◆ TEXTE FOURNI ◆
──────────

KASA: 20 ANS D’ENGAGEMENT EN ARMÉNIE

KASA (Komitas Action Suisse-Arménie) fête ses 20 ans d’existence! Le bilan impressionnant de cet anniversaire se résume à 17 millions de francs investis et à une cinquantaine de projets réalisés dans plusieurs secteurs en Arménie: humanitaire, constructions,  agriculture, tourisme et formation. Pourtant, rien ne laissait présager une telle réussite à cette association aux débuts modestes.

Monique Bondolfi-Masraff, née en Suisse mais d’origine arménienne, et son époux Dario Bondolfi, originaire des Grisons, respectivement présidente et responsable financier, évoquent avec émotion les différentes étapes de cette belle aventure.

──────────

◆ CONTENU DES DONNÉES ◆
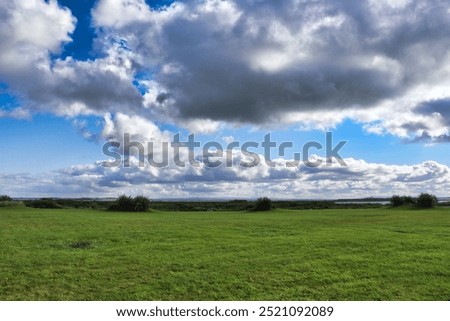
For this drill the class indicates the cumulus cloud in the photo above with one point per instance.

──────────

◆ VOTRE OBJECTIF ◆
Réécrivez sous forme de liste le paragraphe du texte fourni qui commence par « KASA (Komitas Action Suisse-Arménie) fête ses 20 ans », en gardant ses faits essentiels. Les données proviennent d'une autre source.

◆ CORRIGÉ DE L'EXERCICE ◆
- KASA (Komitas Action Suisse-Arménie) célèbre ses 20 ans d'existence.
- Bilan : 17 millions de francs investis et une cinquantaine de projets réalisés en Arménie.
- Secteurs concernés : humanitaire, constructions, agriculture, tourisme et formation.
- Une telle réussite était inattendue pour une association aux débuts modestes.